Skip to content

SignRep: Enhancing Self-Supervised Sign Representations

Conference: ICCV 2025 arXiv: 2503.08529 Area: Sign Language Understanding / Self-Supervised Learning Keywords: sign language representation learning, self-supervised learning, masked autoencoder, skeleton priors, adversarial style loss, dictionary retrieval

TL;DR

This paper proposes SignRep, a scalable self-supervised sign language representation learning framework that incorporates sign-specific skeleton priors, feature regularization, and an adversarial style-invariant loss into Masked Autoencoder pretraining. Using only a single RGB modality, SignRep surpasses complex multi-modal and multi-branch methods, achieving state-of-the-art performance on three tasks: sign language recognition, dictionary retrieval, and sign language translation.

Background & Motivation

Sign language is a critical communication medium for millions of people worldwide. Accurate sign language understanding requires models to capture complex visual features including handshapes, movements, body posture, and facial expressions. Several key challenges exist in current sign language understanding:

Scarcity of annotated data: Sign languages vary across countries, and collecting labeled data is costly. Existing datasets typically contain no more than 2,000 distinct sign vocabulary items.

Large domain gap with general-purpose pretrained models: A common practice is to pretrain on action recognition datasets such as Kinetics and then fine-tune, but the temporal dynamics and fine-grained gestures in sign language videos differ substantially from general actions.

* _ENTRIES SUPPLIED_:
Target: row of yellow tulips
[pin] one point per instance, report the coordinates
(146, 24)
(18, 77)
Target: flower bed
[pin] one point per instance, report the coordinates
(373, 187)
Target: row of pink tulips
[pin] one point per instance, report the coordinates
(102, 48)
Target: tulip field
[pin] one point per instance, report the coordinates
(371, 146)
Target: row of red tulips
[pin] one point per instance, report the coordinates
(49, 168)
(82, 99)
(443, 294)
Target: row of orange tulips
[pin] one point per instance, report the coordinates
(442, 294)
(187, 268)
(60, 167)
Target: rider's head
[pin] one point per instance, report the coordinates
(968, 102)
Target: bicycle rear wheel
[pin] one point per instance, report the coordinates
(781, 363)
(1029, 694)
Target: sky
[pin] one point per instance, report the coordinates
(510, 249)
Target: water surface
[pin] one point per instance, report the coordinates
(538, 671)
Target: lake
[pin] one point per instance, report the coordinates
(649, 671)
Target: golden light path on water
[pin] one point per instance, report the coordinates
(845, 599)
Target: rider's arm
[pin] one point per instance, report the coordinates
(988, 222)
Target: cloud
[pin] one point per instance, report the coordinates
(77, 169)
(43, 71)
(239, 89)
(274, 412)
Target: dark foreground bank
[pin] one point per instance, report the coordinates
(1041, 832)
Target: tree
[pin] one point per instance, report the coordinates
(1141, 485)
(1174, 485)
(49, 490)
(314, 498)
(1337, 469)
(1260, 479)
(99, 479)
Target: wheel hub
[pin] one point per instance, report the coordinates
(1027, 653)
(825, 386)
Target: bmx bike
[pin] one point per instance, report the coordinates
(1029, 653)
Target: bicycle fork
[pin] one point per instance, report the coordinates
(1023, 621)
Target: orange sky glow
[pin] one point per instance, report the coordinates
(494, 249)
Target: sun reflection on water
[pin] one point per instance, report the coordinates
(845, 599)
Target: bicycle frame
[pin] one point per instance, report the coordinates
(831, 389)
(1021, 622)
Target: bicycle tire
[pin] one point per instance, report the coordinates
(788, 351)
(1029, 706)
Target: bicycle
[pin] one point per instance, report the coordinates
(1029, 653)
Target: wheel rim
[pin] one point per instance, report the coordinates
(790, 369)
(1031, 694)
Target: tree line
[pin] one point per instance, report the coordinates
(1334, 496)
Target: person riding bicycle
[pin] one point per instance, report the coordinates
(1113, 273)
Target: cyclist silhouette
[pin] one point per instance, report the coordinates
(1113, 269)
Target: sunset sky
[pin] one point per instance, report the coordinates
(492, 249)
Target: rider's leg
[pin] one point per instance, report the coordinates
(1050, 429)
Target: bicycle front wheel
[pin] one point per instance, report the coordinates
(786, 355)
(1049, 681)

* _EXERCISE TASK 1_: According to the SignRep summary, at most how many distinct sign vocabulary items do existing datasets typically contain?
* _EXERCISE TASK 2_: Print everything in the SignRep summary from "Background & Motivation" down to "sign vocabulary items.".
* _EXERCISE TASK 3_: In the SignRep summary, why does pretraining on action recognition datasets such as Kinetics leave a large domain gap for sign language?
The rows aren't needed here.

* _WORKED SOLUTION 1_: No more than 2,000.

* _WORKED SOLUTION 2_:
Background & Motivation

Sign language is a critical communication medium for millions of people worldwide. Accurate sign language understanding requires models to capture complex visual features including handshapes, movements, body posture, and facial expressions. Several key challenges exist in current sign language understanding:

Scarcity of annotated data: Sign languages vary across countries, and collecting labeled data is costly. Existing datasets typically contain no more than 2,000 distinct sign vocabulary items.

* _WORKED SOLUTION 3_: The temporal dynamics and fine-grained gestures in sign language videos differ substantially from general actions.